(Location identification entries)
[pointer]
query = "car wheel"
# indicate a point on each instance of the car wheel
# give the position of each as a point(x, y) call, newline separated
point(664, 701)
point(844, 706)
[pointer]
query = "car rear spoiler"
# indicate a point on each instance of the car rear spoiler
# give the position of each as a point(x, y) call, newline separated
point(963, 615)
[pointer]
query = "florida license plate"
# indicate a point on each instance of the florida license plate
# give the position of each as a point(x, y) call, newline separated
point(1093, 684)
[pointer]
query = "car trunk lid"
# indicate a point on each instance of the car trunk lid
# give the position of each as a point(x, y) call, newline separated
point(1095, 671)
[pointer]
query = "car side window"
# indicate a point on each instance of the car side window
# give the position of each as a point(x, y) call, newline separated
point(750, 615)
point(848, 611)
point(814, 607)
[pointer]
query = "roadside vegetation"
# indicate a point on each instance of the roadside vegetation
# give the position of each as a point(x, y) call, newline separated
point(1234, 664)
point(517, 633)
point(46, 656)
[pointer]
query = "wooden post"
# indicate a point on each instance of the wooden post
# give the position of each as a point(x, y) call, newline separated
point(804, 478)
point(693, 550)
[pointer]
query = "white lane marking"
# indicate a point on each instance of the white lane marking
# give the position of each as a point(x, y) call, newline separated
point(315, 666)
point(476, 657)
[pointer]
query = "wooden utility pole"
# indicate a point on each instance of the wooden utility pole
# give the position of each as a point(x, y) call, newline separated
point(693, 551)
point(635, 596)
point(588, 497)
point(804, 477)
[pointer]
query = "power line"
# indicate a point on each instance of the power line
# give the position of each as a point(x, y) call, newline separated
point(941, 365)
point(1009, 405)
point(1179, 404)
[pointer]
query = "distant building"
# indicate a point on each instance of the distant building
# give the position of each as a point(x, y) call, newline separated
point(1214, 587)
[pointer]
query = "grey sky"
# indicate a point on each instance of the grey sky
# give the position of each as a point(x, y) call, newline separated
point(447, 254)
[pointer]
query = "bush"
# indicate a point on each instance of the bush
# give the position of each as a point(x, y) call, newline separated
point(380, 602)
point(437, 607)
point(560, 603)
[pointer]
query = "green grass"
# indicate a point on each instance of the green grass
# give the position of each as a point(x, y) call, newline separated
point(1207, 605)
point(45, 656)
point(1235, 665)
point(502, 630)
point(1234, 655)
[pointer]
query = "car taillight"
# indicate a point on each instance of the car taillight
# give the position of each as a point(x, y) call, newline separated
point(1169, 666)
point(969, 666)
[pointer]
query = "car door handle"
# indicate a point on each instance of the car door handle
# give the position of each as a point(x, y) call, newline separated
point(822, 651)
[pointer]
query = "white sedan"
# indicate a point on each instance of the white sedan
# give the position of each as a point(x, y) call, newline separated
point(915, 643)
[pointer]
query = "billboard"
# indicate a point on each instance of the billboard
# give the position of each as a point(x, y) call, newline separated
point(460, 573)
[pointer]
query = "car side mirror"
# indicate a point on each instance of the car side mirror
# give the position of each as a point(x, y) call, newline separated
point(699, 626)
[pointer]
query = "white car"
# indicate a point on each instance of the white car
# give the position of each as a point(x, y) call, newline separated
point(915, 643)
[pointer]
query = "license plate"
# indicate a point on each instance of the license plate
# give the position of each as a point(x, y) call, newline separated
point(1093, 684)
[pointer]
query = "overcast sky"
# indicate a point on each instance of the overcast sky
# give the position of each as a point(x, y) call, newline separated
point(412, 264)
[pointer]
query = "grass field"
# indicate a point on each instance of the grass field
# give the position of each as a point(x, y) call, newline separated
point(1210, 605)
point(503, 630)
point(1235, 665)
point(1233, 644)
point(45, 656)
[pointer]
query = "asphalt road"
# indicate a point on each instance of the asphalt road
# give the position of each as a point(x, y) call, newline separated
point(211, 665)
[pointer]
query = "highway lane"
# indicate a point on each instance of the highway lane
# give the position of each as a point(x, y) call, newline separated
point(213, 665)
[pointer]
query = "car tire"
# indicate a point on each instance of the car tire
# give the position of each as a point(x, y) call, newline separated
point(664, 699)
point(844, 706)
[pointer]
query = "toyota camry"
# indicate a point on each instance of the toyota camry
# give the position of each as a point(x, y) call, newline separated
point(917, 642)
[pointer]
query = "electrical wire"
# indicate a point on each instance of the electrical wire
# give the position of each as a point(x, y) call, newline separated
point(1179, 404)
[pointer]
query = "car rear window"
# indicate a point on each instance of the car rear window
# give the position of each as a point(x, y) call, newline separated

#### Task requirements:
Write out the whole listing exactly.

#### Result:
[pointer]
query = "car wheel"
# indicate a point on each instance of the car wheel
# give the position of each as a point(x, y) call, newline separated
point(664, 701)
point(844, 706)
[pointer]
query = "car rear spoiler"
# indicate a point on each instance of the car rear spoiler
# give the position of each as a point(x, y) call, newline separated
point(963, 615)
[pointer]
query = "florida license plate"
# indicate a point on each instance of the florida license plate
# give the position of each as a point(x, y) call, newline separated
point(1093, 684)
[pointer]
query = "car trunk lid"
# indicate a point on each instance of the car trunk lid
# give the position of each as a point(x, y) call, newline separated
point(1095, 671)
[pointer]
query = "car side window"
# indicate a point on each instance of the car side window
# give the position of each as a point(x, y) call, newline separated
point(750, 615)
point(848, 611)
point(814, 607)
[pointer]
query = "roadside vegetation"
# indicate a point on each instance of the roadside vegetation
# give the position of each as a point(x, y) call, newline separated
point(1234, 664)
point(517, 633)
point(46, 656)
[pointer]
query = "wooden post"
# indicate a point on each instance of the wooden post
# give the position of each as a point(x, y) call, newline separated
point(804, 478)
point(693, 550)
[pointer]
query = "white lane marking"
# indicate a point on each instance of the white lane marking
# give the position of each as a point(x, y) call, newline separated
point(315, 666)
point(476, 657)
[pointer]
query = "wooden utility pole"
# indicate a point on each instance of the wooden utility pole
# give the position of each as a point(x, y) call, newline separated
point(693, 551)
point(635, 596)
point(588, 497)
point(804, 477)
[pointer]
query = "power line"
# indicate a point on each instance of the power line
# give the position of each as a point(x, y) call, newline separated
point(941, 365)
point(1009, 405)
point(1179, 404)
[pointer]
query = "distant building"
# indicate a point on each instance of the distant building
# give the position of each as a point(x, y) call, newline separated
point(1214, 587)
[pointer]
query = "grey sky"
# indicate a point on each instance of the grey sky
# give the position of each as a point(x, y) call, newline separated
point(447, 254)
[pointer]
query = "bush"
# indicate a point on each instance of the bush
# give the position of each as a point(x, y) call, newline separated
point(380, 602)
point(437, 607)
point(560, 603)
[pointer]
query = "green grass"
# indicate a point on each instance of the green grass
# give the position of each as a point(x, y) call, newline separated
point(1207, 605)
point(45, 656)
point(1235, 665)
point(502, 630)
point(1234, 655)
[pointer]
query = "car taillight"
# indicate a point on each instance of the car taillight
# give the position of each as a point(x, y) call, newline separated
point(1169, 666)
point(969, 666)
[pointer]
query = "car door handle"
# indicate a point on each instance of the car door handle
# give the position of each as a point(x, y) call, newline separated
point(822, 651)
[pointer]
query = "white sedan"
# indicate a point on each instance of the white sedan
# give the position of each as a point(x, y) call, newline separated
point(915, 643)
[pointer]
query = "billboard"
# indicate a point on each instance of the billboard
# give the position of each as a point(x, y) call, newline separated
point(460, 573)
[pointer]
query = "car side mirror"
# indicate a point on each instance of the car side mirror
# give the position of each as a point(x, y) call, newline separated
point(699, 626)
[pointer]
query = "white car"
# indicate a point on each instance of the white car
# give the position of each as a point(x, y) call, newline separated
point(915, 643)
[pointer]
query = "license plate"
# indicate a point on each instance of the license plate
# give the position of each as a point(x, y) call, newline separated
point(1093, 684)
[pointer]
query = "overcast sky"
# indicate a point on each instance of the overcast sky
# give the position of each as a point(x, y) call, newline separated
point(412, 264)
[pointer]
query = "grass field"
# indicate a point on each instance of the grass field
# give the position of each as a point(x, y) call, newline separated
point(1210, 605)
point(503, 630)
point(1235, 665)
point(1233, 644)
point(45, 656)
[pointer]
query = "asphalt road"
# indicate a point on each instance of the asphalt road
# give the position of each as a point(x, y) call, newline separated
point(211, 665)
[pointer]
query = "highway lane"
# indicate a point on each instance of the highway lane
# give the position of each as a point(x, y) call, newline separated
point(213, 665)
[pointer]
query = "car tire"
# indicate a point on each instance of the car tire
# give the position of each as a point(x, y) call, newline separated
point(664, 699)
point(844, 706)
[pointer]
query = "toyota camry"
# indicate a point on each instance of the toyota camry
# give the position of each as a point(x, y) call, newline separated
point(917, 642)
[pointer]
query = "electrical wire"
# indicate a point on each instance of the electrical wire
# give the position of each as a point(x, y) call, newline separated
point(1179, 404)
[pointer]
query = "car rear window"
# indicate a point on each instance of the car rear window
# give the position of each as a point(x, y) call, newline separated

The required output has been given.